Le XIXe siècle rapportait la littérature à l’Auteur. Le XXe présente des options plus compliquées car, si cette référence mythique subsiste et prédomine même encore massivement, la narratologie, puis l’esthétique de la réception, ont déplacé le projecteur de la critique sur le texte d’abord, puis sur la lecture. Cependant, les dispositifs théoriques ne ménagent que très abstraitement une place au lecteur. L’originalité de Michel Picard tient à ce que pour lui la littérature est entièrement dans la lecture, que celle-ci, lorsqu’elle est littérature du moins, serait tout simplement une sorte de jeu, et que le lecteur auquel il s’intéresse est le lecteur – avec sa “ compétence lectrice ”, son intelligence, mais aussi ses déterminations socio-historiques, son inconscient, son corps.
Aborder la question du temps sous cet angle éclaire alors d’un jour singulier la fonction du littéraire. Si le discours, la thématique, les procédés d’écriture relatifs au temps peuvent susciter des effets de sens intéressants, il n’est de temps véritable cependant que dans, mais aussi par la lecture ainsi comprise. Cet essai en analyse les formes diverses et leur dialectique. Jouer, c’est jouer avec le temps. Lire, c’est agir sur son temps, intégrer son histoire et l’intégrer dans l’Histoire.

________________________

EXERCICE ÉCRIT 1:
Répondez aux questions suivantes à partir du texte sur Michel Picard et la lecture.
(a) À quoi le XIXe siècle rapportait-il la littérature ?
(b) Selon Michel Picard, où la littérature se trouve-t-elle entièrement ?
(c) D'après la dernière phrase du texte, que signifie lire ?
EXERCICE ÉCRIT 2: Recopiez le passage du texte sur Michel Picard et la lecture qui commence aux mots « Le XIXe siècle » et s'arrête après les mots « inconscient, son corps. ».

________________________

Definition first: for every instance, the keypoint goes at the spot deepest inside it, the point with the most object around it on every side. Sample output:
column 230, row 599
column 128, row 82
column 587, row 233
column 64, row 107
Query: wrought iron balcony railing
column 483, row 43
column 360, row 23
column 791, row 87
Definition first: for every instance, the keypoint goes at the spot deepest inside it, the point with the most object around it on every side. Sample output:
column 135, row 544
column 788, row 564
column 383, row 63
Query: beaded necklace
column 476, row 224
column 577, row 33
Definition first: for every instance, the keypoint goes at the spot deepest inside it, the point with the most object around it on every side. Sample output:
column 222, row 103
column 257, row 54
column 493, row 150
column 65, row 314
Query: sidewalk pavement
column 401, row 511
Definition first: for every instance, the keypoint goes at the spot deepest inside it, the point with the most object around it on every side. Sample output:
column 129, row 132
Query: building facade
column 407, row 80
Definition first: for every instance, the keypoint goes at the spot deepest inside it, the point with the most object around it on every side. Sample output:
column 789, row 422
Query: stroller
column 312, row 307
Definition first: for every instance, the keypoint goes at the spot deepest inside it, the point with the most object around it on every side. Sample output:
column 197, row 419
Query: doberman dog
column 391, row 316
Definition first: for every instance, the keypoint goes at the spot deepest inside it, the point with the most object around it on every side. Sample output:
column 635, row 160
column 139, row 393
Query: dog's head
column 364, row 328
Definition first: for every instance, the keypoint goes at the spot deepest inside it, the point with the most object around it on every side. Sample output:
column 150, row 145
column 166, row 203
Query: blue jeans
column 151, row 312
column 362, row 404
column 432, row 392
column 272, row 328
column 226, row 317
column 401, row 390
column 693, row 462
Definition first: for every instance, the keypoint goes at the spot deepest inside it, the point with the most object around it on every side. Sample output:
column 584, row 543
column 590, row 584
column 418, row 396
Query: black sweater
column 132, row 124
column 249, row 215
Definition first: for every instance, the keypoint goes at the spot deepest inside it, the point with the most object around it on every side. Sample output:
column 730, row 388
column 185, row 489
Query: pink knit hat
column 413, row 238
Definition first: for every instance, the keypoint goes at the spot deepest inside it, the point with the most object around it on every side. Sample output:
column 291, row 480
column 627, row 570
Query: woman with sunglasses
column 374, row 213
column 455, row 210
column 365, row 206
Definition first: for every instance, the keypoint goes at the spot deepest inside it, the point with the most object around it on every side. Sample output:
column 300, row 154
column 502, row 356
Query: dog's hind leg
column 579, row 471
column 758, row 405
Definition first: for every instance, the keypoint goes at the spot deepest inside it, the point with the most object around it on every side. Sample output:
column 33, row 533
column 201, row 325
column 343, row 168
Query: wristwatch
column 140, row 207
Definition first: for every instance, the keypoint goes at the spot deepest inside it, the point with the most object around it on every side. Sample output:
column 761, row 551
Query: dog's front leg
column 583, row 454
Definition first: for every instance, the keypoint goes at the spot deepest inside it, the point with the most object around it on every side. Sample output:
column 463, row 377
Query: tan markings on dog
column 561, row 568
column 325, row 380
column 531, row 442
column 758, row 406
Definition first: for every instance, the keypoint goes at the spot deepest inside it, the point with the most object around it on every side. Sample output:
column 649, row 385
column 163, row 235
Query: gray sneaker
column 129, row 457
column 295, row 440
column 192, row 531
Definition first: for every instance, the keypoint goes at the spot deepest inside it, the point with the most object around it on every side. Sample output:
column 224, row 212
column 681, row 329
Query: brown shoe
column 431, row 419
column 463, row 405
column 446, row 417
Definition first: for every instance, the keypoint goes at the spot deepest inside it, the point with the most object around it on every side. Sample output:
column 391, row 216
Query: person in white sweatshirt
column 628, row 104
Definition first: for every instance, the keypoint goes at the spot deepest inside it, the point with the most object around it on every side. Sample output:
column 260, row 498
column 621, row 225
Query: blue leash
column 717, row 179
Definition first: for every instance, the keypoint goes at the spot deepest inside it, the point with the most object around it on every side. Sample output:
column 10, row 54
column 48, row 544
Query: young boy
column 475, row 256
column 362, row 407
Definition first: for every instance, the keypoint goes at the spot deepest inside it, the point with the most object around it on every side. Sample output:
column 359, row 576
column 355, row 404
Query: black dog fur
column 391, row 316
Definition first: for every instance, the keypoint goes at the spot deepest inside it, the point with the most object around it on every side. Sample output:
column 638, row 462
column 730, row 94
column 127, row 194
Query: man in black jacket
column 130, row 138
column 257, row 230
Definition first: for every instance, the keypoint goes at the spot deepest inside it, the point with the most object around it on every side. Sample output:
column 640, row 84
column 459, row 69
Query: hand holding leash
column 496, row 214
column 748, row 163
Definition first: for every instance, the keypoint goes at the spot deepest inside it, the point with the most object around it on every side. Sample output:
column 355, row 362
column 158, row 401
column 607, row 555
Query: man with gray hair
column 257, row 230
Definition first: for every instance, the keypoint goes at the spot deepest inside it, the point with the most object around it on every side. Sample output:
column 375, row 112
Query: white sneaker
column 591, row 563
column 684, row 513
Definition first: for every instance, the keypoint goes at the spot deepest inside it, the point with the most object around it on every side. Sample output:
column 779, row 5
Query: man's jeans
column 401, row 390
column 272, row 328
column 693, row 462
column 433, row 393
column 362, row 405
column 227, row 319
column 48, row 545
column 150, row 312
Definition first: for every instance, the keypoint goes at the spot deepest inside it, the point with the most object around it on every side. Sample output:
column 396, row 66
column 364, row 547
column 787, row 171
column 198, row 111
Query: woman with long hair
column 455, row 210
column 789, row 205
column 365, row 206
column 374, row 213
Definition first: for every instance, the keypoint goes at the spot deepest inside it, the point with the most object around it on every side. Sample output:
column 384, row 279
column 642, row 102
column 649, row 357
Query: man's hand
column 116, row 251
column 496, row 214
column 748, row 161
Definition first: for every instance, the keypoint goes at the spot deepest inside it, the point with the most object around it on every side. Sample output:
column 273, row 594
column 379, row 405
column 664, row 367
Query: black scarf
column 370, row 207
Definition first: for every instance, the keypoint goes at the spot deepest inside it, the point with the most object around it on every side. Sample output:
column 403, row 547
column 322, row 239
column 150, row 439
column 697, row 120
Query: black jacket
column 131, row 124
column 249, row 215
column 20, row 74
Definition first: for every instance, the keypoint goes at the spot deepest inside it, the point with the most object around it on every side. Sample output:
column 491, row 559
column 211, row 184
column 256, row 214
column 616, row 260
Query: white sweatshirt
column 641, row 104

________________________

RÉPONSE ATTENDUE 1:
(a) À l'Auteur.
(b) Dans la lecture.
(c) Agir sur son temps, intégrer son histoire et l'intégrer dans l'Histoire.

RÉPONSE ATTENDUE 2:
Le XIXe siècle rapportait la littérature à l’Auteur. Le XXe présente des options plus compliquées car, si cette référence mythique subsiste et prédomine même encore massivement, la narratologie, puis l’esthétique de la réception, ont déplacé le projecteur de la critique sur le texte d’abord, puis sur la lecture. Cependant, les dispositifs théoriques ne ménagent que très abstraitement une place au lecteur. L’originalité de Michel Picard tient à ce que pour lui la littérature est entièrement dans la lecture, que celle-ci, lorsqu’elle est littérature du moins, serait tout simplement une sorte de jeu, et que le lecteur auquel il s’intéresse est le lecteur – avec sa “ compétence lectrice ”, son intelligence, mais aussi ses déterminations socio-historiques, son inconscient, son corps.